Paula Dobriansky, a conservative intellectual, academic, and pundit who has served Reagan, Bush 41, and W as, among other things, Associate Director for Policy and Programs at the United States Information Agency, Deputy Assistant Secretary of State for Human Rights and Humanitarian Affairs, and Under-Secretary of State for Democracy & Global Affairs, which is her current capacity, in addition to serving as special envoys to a number of places. For you conspiracy theory fans, an actual living, breathing member of the Trilateral Commission. She is probably most conspicuous for her tenacious defense of the United States against the Kyoto agreement.

Francis Fukuyama, an academic specializing in foreign policy and political philosophy, a disciple of Samuel Huntington (of "Clash of Civilizations" infamy). Fukuyama's most famous book is decidedly whiggish The End of History and the Last Man, (1992) in which he argues that the whole of world history is an evolutionary struggle between political ideologies, and that this historical process effectively 'ended' when the West emerged victorious from the Cold War, leaving liberal capitalist democracy as the sum total of humanity's social evolution. Although he was initially a fierce supporter of the invasion of Iraq, he has since repudiated the Iraq War, called for the resignation of Donald Rumsfeld, and criticized the current administration for grievously 'misunderestimating' the Iraq debacle.

Robert Kagan, one of the PNAC's first organizers, worked at the State Department's Bureau of Inter-American Affairs and was a speechwriter for Secretary of State George P. Shultz. He has written extensively for The New Republic, Washington Post, and Weekly Standard. He is currently married to the US ambassador to NATO and lives in Brussels, Belgium.

Zalmay Khalilzad, born in Mazar-i-Sharif, Afghanistan, immigrated to the US as a high school exchange student. From 1979 to 1989, he was an Assistant Professor of Political Science at Columbia University's School of International and Public Affair, as well as being an advisor to Zbigniew Brzezinski, the Carter Administration's architect of the policy supporting the Afghan Mujahadeen. From 1985 to 1989, he was a State Department advisor on Afghan affairs, and then Deputy Undersecretary for Policy Planning under Bush 41. He spent the Clinton years working at the RAND corporation before being picked by W for a series of jobs in the Defense and State departments, including the position of Ambassador at Large for Free Iraqis, which he was given in 2002, with the task of coordinating "preparations for a post-Saddam Hussein Iraq." From the fall of 2001 until the summer of 2005 he was first Special Envoy and then Ambassador to Afghanistan, in which capacity he ran several significant parts of the Afghan government, including drafting the constitution and overseeing elections. He served as ambassador to Iraq from June 2005 until March 2007, when he was appointed and confirmed as ambassador to the United Nations, much to the relief of people who were sick of Bolton.

◆ **Listing**:
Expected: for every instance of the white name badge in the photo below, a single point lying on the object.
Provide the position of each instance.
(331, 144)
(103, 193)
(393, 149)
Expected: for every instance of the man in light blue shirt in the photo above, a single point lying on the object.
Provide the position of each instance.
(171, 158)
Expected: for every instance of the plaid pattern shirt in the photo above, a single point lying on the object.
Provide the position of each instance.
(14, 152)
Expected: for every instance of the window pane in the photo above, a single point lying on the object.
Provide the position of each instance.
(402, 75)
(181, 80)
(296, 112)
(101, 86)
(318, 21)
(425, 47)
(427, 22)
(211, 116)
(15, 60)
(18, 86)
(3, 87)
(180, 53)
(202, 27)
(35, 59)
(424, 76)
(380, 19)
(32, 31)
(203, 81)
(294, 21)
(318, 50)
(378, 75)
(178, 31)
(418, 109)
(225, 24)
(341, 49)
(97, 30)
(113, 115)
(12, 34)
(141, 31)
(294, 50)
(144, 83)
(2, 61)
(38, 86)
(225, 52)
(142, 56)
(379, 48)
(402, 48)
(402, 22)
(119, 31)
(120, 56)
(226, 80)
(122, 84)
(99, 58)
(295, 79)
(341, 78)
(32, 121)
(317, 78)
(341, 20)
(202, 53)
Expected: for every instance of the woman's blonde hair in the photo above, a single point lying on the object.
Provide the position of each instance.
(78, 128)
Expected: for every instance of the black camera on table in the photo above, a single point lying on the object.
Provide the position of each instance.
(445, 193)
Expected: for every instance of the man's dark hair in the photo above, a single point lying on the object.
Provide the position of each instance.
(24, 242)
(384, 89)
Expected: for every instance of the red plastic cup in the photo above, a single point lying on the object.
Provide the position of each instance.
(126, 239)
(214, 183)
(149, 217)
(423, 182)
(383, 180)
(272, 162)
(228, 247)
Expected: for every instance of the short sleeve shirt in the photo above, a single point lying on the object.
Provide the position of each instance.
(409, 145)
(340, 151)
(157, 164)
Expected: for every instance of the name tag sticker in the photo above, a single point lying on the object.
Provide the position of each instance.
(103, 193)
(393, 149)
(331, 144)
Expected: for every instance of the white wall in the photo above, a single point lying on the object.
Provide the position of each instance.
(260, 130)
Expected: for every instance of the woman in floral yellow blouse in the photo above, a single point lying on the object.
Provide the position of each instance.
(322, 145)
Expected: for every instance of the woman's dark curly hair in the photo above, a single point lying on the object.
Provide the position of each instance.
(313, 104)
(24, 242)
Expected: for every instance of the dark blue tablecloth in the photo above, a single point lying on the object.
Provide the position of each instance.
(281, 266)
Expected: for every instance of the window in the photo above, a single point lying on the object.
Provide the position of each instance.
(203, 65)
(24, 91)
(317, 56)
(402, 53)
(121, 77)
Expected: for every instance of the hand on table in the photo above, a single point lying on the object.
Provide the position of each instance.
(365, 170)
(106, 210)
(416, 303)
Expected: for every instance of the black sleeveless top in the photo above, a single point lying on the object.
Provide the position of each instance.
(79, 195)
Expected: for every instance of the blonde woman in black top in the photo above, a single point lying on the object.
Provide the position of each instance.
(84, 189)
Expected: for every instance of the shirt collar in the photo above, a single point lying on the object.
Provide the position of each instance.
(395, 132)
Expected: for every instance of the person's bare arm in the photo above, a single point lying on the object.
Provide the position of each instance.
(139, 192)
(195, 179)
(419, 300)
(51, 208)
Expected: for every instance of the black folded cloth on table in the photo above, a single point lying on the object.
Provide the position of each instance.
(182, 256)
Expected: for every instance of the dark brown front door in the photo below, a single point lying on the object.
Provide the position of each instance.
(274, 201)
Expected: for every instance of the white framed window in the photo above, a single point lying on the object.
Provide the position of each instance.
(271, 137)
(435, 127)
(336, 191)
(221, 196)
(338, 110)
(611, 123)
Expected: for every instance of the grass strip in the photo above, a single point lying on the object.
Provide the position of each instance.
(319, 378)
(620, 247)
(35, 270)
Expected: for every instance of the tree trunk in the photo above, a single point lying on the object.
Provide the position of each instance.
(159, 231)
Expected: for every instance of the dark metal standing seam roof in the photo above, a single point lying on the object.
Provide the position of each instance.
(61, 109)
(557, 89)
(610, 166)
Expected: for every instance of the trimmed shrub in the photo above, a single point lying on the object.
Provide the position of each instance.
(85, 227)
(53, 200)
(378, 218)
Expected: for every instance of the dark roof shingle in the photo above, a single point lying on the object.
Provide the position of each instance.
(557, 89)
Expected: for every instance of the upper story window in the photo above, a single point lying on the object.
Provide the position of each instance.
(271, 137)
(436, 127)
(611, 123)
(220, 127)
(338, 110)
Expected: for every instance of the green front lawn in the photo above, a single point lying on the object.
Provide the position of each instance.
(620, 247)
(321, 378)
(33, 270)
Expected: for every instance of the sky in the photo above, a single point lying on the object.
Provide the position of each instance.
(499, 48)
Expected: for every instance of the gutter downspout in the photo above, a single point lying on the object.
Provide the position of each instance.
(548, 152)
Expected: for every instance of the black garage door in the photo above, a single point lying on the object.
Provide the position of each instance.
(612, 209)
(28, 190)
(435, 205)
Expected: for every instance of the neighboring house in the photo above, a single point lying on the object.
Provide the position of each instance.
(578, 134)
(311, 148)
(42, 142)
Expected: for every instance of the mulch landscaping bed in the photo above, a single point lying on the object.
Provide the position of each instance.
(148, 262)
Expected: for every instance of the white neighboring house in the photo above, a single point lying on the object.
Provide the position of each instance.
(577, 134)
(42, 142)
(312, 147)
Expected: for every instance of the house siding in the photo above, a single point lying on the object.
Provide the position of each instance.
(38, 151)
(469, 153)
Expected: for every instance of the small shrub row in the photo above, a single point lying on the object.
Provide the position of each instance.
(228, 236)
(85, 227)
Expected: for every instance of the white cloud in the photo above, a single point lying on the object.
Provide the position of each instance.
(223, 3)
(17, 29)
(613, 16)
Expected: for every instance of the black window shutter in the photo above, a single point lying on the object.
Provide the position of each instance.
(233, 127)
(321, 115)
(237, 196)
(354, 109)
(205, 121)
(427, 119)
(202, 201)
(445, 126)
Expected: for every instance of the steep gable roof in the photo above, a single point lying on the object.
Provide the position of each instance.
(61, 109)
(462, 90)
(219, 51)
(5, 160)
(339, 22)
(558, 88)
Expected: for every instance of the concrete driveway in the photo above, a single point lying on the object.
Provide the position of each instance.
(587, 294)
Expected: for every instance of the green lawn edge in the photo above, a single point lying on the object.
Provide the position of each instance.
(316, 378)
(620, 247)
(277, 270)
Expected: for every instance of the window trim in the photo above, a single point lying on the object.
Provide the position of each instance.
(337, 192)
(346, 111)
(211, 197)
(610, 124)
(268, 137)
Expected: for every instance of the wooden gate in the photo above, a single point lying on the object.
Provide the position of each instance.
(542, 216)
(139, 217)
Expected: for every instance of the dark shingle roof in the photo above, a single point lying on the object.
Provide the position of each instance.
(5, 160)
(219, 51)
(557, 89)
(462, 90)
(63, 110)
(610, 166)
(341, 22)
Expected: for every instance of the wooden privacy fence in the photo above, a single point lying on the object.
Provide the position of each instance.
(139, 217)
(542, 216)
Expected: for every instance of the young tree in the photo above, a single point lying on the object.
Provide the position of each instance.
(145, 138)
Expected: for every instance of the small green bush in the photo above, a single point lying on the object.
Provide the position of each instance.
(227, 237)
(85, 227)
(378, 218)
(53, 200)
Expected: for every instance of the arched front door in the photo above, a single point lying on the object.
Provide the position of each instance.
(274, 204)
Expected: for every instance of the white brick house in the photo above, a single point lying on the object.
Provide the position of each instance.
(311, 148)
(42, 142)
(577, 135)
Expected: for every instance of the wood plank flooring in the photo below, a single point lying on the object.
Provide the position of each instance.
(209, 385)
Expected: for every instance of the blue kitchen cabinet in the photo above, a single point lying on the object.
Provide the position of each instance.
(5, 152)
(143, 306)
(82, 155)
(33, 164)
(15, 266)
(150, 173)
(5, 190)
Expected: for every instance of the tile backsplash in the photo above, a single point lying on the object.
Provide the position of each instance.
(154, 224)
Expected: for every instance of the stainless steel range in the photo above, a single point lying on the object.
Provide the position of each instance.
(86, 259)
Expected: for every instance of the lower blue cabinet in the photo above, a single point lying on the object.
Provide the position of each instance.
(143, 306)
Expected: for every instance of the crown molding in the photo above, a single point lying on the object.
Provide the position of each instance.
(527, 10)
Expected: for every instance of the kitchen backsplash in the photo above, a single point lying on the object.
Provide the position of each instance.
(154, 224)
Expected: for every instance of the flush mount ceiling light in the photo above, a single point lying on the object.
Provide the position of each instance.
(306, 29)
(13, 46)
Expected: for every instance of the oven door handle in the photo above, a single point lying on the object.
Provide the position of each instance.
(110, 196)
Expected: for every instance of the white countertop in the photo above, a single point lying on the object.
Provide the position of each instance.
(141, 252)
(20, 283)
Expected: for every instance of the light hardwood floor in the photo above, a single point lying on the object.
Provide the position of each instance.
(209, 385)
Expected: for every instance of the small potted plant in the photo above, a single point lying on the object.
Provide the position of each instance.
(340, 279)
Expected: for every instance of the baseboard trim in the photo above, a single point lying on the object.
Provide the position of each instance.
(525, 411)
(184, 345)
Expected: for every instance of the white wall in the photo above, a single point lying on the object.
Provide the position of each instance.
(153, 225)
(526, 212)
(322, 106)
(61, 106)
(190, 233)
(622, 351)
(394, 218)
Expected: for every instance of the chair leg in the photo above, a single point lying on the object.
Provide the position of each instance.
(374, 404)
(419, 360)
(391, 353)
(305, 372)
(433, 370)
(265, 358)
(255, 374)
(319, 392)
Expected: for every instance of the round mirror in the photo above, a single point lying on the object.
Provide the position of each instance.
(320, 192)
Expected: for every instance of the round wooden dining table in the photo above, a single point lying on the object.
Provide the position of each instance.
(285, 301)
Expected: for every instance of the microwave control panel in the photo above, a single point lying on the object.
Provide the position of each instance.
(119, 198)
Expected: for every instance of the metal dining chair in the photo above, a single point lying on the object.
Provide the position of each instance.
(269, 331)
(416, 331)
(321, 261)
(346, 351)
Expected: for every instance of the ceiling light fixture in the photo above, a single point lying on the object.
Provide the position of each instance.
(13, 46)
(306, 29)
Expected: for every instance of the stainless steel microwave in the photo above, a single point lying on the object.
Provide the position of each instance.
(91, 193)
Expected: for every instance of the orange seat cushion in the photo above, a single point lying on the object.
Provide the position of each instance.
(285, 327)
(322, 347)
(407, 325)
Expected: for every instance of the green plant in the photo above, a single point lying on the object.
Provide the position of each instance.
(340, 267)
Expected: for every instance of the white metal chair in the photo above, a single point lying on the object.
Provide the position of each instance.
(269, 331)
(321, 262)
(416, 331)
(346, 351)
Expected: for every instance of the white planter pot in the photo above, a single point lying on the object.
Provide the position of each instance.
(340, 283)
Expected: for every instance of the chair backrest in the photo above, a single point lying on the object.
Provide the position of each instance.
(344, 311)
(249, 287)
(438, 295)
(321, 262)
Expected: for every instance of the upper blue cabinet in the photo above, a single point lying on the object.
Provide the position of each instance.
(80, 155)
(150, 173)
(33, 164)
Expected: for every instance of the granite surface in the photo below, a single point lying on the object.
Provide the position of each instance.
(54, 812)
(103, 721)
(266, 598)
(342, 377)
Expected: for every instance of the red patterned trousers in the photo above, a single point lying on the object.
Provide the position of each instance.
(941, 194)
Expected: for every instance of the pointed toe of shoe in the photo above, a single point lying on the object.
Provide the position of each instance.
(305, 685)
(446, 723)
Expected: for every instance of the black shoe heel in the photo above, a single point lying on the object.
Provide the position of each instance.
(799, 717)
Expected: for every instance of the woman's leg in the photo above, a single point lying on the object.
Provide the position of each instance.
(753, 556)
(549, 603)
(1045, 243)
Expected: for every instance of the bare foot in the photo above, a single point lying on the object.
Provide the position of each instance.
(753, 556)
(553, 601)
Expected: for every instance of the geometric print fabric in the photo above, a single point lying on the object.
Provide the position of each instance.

◆ **Problem set**:
a) In the profiles of foreign policy figures, where was Zalmay Khalilzad born?
b) Carry on the profiles of foreign policy figures, picking up right after their last sentence.

◆ **Task answers**:
a) Mazar-i-Sharif, Afghanistan.

b)
William Kristol, an academic and pundit with a background in political philosophy, and both a social and economic conservative. He served as Bill Bennett's chief of staff as Secretary of Education during the Reagan era, and later as chief of staff for Vice President Dan Quayle during the Bush 41 administration, earning the nickname "Quayle's Brain." He was a very influential Republican strategist during the Clinton years, including developing much of the Contract with America and coordinating the strategy to defeat the Clinton health-care reform through the simple expedient of getting Republican leaders such as Bob Dole to flatly deny that a health care crisis even existed. He founded the Weekly Standard in 1994, with lavish funding from conservative media mogul Rupert Murdoch, and frequently straddles the line between government and media, such as when he wrote W's second inaugural speech and then published articles praising it. He continues to support the Iraq war, and publicly advocates a unilateral attack on Iran.

Richard Perle, who worked for the Reagan administration as an assistant Secretary of Defense and worked on the Defense Policy Board Advisory Committee from 1987 to 2004. He opposed the Carter-era arms reduction agreements with the Soviets. He was one of the first public figures to credit Osama Bin Laden with the September 11 attacks, even before the US intelligence community had conclusive proof. Perle was one of the Bush administration's principal architects of the 2003 invasion of Iraq, and had actually advocated invading Iraq with only 40,000 troops, objecting to Gen. Eric Shinseki's estimate that 660,000 troops would be needed. He is also the principal architect of the 'Bush doctrine' of preemptive strikes. Perle has also been accused repeatedly of profiting from conflicts of interest while working in the Reagan and W administrations, by accepting bribes or working as a consultant on behalf of companies selling military equipment to the Defense Department in which he was a senior official. He remains in government service, although his actual position is not clear.

Peter W. Rodman, a political scientist and longtime government official, he served as Director of the State Department Policy Planning Staff, Deputy Assistant to the President for National Security Affairs, Special Assistant to the President for National Security Affairs and NSC Counselor during the Reagan and Bush 41 years. From 1990 to 1999 he was a senior editor at The National Review. He served as Assistant Secretary of Defense for International Security Affairs from July 2001 until March 2007, when he left to become a Senior Fellow at Brookings Institution. Rodman is a perennial Reagan hagiographer, praising US intervention and meddling in Afghanistan, Grenada, and Angola.

Donald Flippin' Rumsfeld………… do you even have to ask? He was Reagan's official envoy to Iraq during the Iran-Iraq war, and oversaw the sale of lots of weapons to Iraq.

William Schneider Jr., who served as an Undersecretary of State during the Reagan administration. During the late 1990s he formed a political action group that sponsored the idea that Iraq was working on ballistic missiles that could hit the US. He currently chairs the Defense Science Board and is one of the chief advocates of using nuclear weapons in preemptive first-strike attacks.

John Vincent Weber, a former newspaper publisher and Congressional PR flack who served as a Representative from Minnesota's 6th and 2nd District from 1981–1993. He spent the 1990s as a Republican strategist and lobbyist, in which capacity he remains. His clients include a large number of major defense contractors. He is also chairman of the National Endowment for Democracy, a private, nonprofit organization. He frequently works for election campaigns, including the 2004 Bush/Cheney reelection and the current Romney campaign.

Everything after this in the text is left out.